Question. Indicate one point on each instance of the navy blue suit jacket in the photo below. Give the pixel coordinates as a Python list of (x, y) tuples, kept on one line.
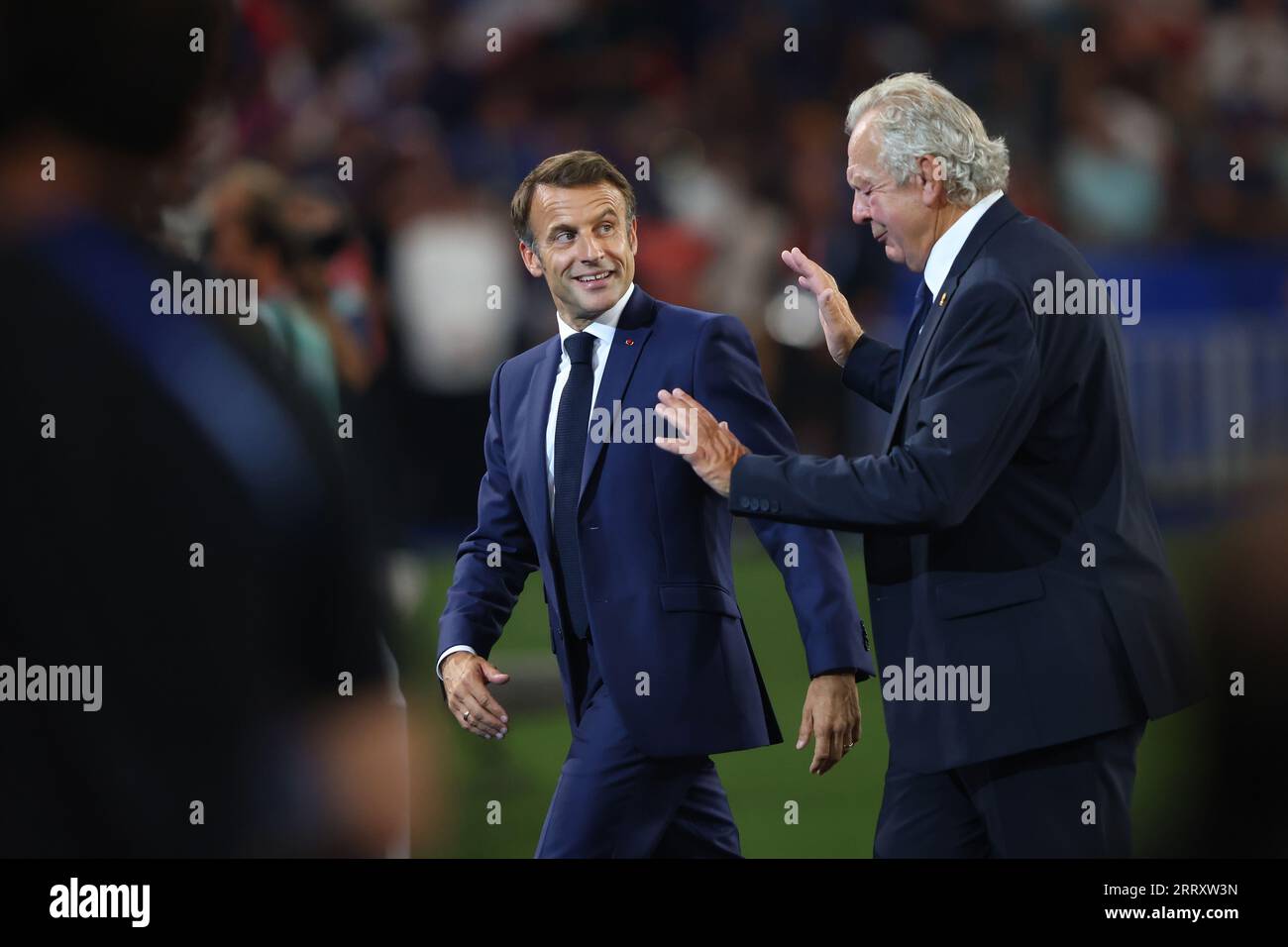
[(1009, 449), (655, 540)]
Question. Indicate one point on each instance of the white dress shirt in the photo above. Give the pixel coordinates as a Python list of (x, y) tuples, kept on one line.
[(603, 329)]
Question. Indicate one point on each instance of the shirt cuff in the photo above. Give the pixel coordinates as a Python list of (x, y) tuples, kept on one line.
[(438, 668)]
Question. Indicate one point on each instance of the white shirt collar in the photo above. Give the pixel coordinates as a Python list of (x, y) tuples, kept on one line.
[(945, 249), (604, 328)]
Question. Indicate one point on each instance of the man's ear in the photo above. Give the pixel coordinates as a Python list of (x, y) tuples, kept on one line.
[(531, 262), (934, 180)]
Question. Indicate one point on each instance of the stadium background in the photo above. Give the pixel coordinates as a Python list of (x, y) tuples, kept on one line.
[(1126, 149)]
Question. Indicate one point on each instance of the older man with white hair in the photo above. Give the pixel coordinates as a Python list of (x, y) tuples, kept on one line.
[(1021, 605)]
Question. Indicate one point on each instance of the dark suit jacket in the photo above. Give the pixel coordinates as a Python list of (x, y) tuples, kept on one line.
[(655, 540), (168, 431), (975, 540)]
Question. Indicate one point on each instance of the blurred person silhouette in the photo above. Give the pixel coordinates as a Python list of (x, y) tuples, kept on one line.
[(333, 270), (174, 514), (249, 239)]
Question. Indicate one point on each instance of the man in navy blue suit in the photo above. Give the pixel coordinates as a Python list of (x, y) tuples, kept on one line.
[(1025, 617), (634, 552)]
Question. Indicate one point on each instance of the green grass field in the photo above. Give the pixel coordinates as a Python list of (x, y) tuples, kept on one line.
[(836, 812)]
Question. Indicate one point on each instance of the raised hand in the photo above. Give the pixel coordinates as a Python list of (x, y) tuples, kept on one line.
[(840, 328)]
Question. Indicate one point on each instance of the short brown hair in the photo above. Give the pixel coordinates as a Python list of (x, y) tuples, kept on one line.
[(571, 169)]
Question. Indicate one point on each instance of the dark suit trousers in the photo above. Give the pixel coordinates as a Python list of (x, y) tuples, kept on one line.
[(1031, 804), (613, 801)]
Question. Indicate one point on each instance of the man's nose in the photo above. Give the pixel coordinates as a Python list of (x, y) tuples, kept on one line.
[(859, 211), (590, 249)]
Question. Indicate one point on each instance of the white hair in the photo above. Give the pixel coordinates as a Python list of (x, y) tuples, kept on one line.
[(917, 116)]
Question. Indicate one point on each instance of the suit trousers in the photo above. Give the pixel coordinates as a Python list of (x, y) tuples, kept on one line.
[(1070, 800), (613, 801)]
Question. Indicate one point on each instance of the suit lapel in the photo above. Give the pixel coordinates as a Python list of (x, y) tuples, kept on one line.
[(995, 217), (540, 389), (918, 352), (634, 328)]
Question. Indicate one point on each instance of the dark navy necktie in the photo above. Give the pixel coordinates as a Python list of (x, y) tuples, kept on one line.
[(571, 428), (921, 307)]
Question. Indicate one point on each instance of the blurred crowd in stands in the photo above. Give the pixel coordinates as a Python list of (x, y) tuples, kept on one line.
[(393, 295)]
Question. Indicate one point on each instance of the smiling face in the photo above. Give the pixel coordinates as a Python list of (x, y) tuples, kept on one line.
[(585, 248), (907, 218)]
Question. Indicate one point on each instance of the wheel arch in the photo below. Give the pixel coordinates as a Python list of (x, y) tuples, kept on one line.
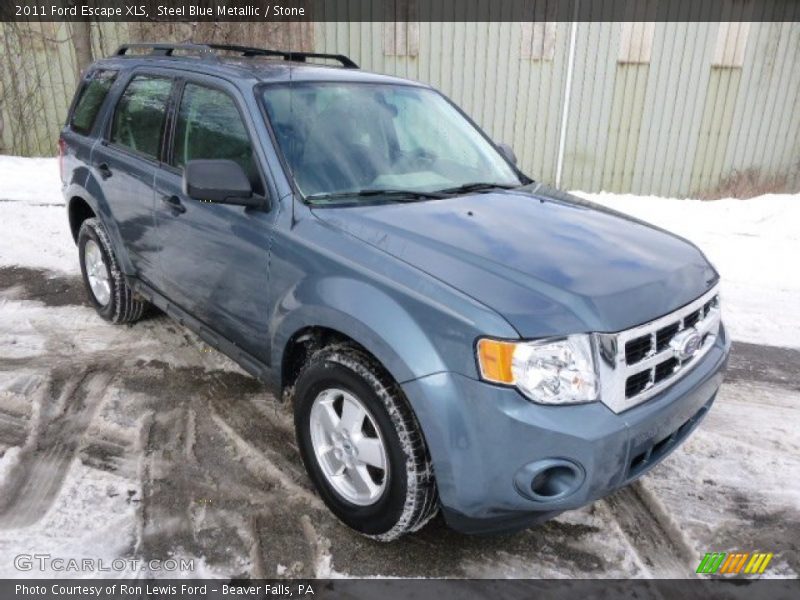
[(358, 313)]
* * * * *
**WHAT IS BEING ASKED**
Your copy of the entries must be exact and must not include any of their pictures.

**SOLUTION**
Question. Indicate one point on each instance of the navy blue suit jacket in the photo below. Give the pixel coordinates as a Python list of (x, y) tuples, kept on one line.
[(1009, 449), (655, 540)]
Question. Indicate one point on each instance of the white dress shirt in the photo above. Give the pixel coordinates as a Python list of (x, y) tuples, kept on one line.
[(603, 329)]
Question. Indicate one point on each instance of the shirt cuff in the photo above. Give the pixel coordinates as a Python list of (x, y) tuples, kept on one line.
[(438, 668)]
Question. Indicate one point on each instance of the white shirt collar in the photo above. Give the pixel coordinates as a Python list of (x, y) tuples, kept on one line.
[(945, 249), (604, 328)]
Question. Indicate one point on each instance of the man's ear in the photo above. Give the pixel coordinates as a Python list of (x, y) tuples, kept on one line.
[(531, 262), (934, 180)]
Question. Indicate one point on each instance of the stadium background in the photo above. Give the pixel coordinates as a Python list of (x, y) tuples, kept on one line.
[(1126, 149)]
Question. Indicate one point on each instance of the older man with white hair in the photo above. Give the pixel coordinates as a Python list of (x, y) tuples, kept on one line.
[(1021, 605)]
Question. Indicate one point on each instance of the dark suit jacket in the photo above. Give the pixel coordinates as a Python list of (x, y) tuples, kept on one line.
[(655, 540), (168, 431), (975, 540)]
Question. Indicate one point on each instance of the blurred person silhouette in the photo above. Give the pixel coordinates as a Python list of (x, y) tuples, kept on one line.
[(333, 270), (174, 514), (249, 239)]
Question. Indicate one point on each instance of the man in navy blue suit in the photo above. Give the pixel coordinates as a Python list of (x, y) tuples, kept on one line.
[(1025, 617), (634, 552)]
Question. Indicate one point on each instance of the green grass field in the photo above. Give the pixel coordinates as a Python list of (x, y) tuples, kept on one line.
[(836, 812)]
Question. Indicate one point on each instance of the raised hand in the photo above. Give the pixel coordinates as a Python list of (x, y) tuples, kept on one line.
[(840, 328)]
Question. Indicate one point on each instance of the short brown hair in the photo above. Give the pixel coordinates as a Python list of (x, y) tuples, kept on one line.
[(571, 169)]
Question. Indicate one point on each instance of the dark suit trousers in the photo above. Give the pixel coordinates as a Python list of (x, y) tuples, kept on one line.
[(1031, 804), (613, 801)]
Question. Indicate one point on each instance of the man's nose in the photo above. Give the pixel coordinates as a Python list of (x, y) tuples, kept on one line.
[(859, 211), (590, 249)]
Question. Indicate one point on each instance of the white hair in the photo above. Give the pixel coordinates as a Python list of (x, y) tuples, kept on one line.
[(917, 116)]
Question. Indicate one point on each instance of the suit trousers in the photo above. Give the pixel coordinates as a Python list of (x, y) tuples, kept on one line.
[(1070, 800), (613, 801)]
Question. Indicate one point on each instance of the suit lapel in the photo above. Give the pixel coordinates as a Python list of (x, y) tuples, kept on one line.
[(995, 217), (540, 389), (918, 352), (634, 328)]
Question. Indicate one point on each instance of the dark navy necktie in the photo above. Give the pixel coordinates as a Python list of (x, y) tuples, kept on one line.
[(571, 428), (921, 307)]
Question. Indicate one point on each instance of the blurred crowd in stands in the photo above. Give the pixel coordinates as a Python list of (x, y) tuples, kept on one line.
[(393, 295)]
Question. Indicate one point on each instance of the smiling face in the photo above. Give the pixel coordinates as a Python list of (x, y) tuples, kept on one line.
[(585, 248), (907, 218)]
Question. Indicate one point on each instance of the wheel arch in the photo below. Give the pixel coordinates as a Python list of (x, y) tuples, kept on one line.
[(358, 313)]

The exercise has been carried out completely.